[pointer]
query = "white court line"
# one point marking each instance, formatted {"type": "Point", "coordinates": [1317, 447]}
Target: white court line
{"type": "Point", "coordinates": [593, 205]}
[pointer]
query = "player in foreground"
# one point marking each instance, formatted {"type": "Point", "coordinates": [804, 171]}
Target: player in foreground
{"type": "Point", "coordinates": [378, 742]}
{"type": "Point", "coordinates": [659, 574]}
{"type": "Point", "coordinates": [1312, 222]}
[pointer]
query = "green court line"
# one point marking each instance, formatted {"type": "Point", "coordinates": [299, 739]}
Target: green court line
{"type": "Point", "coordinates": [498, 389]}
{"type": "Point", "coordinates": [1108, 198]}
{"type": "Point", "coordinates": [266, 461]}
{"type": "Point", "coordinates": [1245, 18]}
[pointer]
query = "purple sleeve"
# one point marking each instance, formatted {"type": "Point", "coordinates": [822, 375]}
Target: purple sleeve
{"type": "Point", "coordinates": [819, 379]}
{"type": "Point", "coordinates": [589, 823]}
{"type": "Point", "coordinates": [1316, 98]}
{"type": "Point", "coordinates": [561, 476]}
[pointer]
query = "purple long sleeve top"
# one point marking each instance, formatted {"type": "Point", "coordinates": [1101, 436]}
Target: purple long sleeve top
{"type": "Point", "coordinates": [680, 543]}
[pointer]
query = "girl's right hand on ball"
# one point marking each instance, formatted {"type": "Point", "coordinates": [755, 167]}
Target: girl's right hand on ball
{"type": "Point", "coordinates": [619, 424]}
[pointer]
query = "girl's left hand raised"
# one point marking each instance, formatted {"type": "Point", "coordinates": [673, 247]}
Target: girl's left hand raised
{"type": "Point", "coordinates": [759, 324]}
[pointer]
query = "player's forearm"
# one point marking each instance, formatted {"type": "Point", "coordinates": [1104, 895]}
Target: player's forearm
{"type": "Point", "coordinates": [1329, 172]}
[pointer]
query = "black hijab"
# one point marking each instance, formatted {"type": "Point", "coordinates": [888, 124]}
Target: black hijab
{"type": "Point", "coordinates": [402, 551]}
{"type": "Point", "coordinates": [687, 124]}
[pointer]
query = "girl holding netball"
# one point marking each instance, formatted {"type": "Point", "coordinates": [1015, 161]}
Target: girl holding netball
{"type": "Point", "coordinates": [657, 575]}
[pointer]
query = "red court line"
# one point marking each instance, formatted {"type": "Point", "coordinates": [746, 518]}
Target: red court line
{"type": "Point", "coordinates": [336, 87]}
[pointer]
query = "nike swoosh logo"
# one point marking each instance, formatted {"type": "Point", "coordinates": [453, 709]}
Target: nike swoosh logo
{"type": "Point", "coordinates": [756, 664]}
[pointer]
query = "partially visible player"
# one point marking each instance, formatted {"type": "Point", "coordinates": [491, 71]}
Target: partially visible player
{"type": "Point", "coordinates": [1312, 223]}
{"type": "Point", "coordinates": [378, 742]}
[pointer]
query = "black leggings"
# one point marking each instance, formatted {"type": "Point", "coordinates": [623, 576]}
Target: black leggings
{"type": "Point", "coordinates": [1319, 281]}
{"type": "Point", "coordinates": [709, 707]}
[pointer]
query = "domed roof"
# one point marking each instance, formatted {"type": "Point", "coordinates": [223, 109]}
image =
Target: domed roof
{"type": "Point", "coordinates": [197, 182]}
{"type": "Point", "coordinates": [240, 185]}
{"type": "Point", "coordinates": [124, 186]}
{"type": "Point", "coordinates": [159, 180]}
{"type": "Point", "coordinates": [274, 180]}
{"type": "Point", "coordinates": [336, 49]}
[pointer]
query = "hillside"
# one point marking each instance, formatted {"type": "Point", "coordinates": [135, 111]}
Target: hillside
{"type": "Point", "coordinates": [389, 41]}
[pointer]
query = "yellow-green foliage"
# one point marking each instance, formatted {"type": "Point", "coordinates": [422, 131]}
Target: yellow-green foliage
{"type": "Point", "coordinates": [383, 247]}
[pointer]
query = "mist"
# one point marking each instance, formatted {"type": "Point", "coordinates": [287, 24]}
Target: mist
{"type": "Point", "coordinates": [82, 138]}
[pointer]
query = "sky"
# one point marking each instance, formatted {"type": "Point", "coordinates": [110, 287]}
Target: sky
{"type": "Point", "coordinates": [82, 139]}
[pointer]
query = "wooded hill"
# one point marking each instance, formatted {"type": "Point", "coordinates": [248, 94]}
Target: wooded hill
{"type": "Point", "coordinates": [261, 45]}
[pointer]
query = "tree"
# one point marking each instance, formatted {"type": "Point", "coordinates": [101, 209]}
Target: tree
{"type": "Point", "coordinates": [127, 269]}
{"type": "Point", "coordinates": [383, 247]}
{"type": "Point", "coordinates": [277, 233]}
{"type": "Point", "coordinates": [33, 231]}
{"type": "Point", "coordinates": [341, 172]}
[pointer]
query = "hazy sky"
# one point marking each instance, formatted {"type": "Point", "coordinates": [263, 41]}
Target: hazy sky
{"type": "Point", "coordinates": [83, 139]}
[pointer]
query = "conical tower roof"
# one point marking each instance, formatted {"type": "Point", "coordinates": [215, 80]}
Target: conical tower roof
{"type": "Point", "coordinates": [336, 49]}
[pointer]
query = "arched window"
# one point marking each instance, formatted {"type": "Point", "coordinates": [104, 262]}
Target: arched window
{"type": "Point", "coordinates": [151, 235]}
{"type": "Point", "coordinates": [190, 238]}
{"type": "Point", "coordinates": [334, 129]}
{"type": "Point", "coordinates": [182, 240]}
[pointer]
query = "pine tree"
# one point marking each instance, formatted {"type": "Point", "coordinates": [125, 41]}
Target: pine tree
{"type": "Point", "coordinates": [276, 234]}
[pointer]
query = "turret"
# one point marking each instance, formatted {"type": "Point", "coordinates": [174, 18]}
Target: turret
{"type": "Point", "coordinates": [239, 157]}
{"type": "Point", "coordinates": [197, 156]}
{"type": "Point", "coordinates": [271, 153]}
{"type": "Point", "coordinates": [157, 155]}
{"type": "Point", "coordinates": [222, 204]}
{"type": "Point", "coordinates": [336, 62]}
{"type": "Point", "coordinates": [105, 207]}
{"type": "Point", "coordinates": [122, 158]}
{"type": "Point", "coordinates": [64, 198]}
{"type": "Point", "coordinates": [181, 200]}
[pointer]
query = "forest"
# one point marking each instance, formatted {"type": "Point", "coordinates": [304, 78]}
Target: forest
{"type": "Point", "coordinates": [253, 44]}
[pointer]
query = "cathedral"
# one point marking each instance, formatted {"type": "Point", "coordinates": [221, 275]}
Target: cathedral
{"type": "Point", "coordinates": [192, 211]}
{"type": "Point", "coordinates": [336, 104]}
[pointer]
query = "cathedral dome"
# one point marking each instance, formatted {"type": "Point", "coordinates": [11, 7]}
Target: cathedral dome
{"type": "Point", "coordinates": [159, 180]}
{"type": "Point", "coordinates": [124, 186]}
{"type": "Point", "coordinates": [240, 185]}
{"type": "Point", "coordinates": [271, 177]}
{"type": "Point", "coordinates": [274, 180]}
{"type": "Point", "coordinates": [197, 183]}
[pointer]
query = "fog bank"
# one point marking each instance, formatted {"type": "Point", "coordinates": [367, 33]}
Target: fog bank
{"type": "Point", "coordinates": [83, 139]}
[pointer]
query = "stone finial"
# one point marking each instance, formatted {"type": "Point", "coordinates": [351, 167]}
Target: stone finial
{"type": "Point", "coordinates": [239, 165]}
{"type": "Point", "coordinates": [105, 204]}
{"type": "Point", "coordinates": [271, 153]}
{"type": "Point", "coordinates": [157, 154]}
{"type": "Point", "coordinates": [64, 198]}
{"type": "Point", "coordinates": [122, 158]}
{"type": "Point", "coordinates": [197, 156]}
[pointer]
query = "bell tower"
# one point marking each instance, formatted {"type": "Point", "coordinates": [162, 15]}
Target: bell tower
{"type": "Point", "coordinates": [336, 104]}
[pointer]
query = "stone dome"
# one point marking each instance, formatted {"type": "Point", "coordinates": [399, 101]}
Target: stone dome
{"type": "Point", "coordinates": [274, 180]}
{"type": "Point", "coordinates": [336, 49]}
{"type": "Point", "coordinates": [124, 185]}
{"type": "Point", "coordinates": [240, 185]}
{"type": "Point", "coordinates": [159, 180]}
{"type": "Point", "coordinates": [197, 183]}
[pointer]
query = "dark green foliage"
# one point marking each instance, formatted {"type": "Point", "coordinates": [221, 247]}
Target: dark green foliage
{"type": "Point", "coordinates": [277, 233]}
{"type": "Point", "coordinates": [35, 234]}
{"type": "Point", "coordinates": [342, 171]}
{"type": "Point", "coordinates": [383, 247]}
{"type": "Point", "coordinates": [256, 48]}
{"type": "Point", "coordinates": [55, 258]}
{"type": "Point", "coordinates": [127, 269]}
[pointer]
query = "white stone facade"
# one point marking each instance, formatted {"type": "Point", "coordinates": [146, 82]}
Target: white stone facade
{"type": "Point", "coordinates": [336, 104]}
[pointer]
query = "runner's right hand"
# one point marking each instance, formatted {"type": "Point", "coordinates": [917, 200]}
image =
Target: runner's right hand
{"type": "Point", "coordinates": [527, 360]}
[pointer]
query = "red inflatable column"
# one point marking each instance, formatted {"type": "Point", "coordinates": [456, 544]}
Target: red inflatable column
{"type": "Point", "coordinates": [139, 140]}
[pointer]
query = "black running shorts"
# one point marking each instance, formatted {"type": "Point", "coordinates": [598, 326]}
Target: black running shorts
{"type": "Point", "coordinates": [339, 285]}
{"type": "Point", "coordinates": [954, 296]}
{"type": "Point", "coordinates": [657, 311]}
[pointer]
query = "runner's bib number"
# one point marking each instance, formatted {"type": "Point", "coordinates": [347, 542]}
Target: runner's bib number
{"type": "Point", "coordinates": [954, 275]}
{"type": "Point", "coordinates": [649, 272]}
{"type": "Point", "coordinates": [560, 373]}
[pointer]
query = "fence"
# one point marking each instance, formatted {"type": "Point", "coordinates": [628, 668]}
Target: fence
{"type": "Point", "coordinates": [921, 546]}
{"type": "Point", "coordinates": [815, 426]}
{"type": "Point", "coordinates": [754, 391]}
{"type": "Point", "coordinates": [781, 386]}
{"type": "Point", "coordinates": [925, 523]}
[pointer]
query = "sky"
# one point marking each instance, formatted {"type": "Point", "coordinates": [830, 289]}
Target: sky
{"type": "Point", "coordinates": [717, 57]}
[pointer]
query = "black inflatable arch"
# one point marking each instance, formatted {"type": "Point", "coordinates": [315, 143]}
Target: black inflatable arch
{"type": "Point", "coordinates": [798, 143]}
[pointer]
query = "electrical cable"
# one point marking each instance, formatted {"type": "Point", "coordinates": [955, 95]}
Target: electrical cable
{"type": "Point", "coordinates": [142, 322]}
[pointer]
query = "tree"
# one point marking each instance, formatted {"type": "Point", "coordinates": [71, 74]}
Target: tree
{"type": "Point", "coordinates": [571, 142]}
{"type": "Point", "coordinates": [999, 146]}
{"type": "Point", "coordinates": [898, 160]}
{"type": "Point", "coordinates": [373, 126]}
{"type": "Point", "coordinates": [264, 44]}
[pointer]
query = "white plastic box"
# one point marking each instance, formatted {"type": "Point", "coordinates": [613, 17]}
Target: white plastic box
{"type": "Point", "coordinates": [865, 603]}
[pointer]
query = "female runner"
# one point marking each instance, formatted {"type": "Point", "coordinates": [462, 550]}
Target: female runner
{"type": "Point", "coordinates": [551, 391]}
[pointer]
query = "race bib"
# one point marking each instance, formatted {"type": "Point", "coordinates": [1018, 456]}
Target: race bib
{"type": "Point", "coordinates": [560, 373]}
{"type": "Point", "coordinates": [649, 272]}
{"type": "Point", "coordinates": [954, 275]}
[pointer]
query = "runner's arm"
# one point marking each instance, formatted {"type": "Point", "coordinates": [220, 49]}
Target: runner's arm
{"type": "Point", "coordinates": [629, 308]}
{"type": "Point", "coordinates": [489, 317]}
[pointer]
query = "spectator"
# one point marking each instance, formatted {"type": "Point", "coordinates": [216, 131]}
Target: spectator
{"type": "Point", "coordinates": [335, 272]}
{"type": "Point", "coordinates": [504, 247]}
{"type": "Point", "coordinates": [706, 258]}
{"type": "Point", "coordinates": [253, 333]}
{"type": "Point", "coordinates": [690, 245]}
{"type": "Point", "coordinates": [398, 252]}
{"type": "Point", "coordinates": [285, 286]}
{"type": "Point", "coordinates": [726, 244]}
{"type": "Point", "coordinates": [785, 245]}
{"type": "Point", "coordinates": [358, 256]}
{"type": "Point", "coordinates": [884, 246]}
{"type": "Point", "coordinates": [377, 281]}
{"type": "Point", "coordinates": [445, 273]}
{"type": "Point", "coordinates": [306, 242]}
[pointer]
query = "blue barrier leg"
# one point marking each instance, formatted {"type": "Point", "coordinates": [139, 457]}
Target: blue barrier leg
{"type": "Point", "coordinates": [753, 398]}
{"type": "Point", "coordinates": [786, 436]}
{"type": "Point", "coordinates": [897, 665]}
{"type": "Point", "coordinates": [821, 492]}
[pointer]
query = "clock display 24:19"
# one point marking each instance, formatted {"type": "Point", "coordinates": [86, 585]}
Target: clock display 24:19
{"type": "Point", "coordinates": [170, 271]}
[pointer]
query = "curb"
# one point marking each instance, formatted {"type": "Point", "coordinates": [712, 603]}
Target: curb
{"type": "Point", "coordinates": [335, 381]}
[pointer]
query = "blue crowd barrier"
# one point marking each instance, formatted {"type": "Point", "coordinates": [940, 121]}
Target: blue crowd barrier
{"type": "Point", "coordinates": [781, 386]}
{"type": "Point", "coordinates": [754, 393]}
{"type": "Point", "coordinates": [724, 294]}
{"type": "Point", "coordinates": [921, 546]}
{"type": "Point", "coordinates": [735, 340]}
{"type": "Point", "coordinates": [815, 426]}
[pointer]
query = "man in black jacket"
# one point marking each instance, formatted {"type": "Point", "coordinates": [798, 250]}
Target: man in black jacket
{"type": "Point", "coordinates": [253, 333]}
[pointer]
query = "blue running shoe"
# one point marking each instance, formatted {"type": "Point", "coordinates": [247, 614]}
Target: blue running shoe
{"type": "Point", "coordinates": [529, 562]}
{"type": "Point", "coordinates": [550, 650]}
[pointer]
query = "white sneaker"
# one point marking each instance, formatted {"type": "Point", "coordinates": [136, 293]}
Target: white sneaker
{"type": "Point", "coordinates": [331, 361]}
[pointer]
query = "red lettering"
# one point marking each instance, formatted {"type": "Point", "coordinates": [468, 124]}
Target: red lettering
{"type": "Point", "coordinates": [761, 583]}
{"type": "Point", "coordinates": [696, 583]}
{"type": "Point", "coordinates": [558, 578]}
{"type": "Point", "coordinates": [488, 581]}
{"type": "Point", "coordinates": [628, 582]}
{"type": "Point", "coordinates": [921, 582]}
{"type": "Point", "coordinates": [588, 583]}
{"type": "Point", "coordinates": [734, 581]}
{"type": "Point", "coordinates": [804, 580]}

Job: Count the lines in the listing above that contain the word "column". How many are there? Reply with the number alone.

Final answer: 2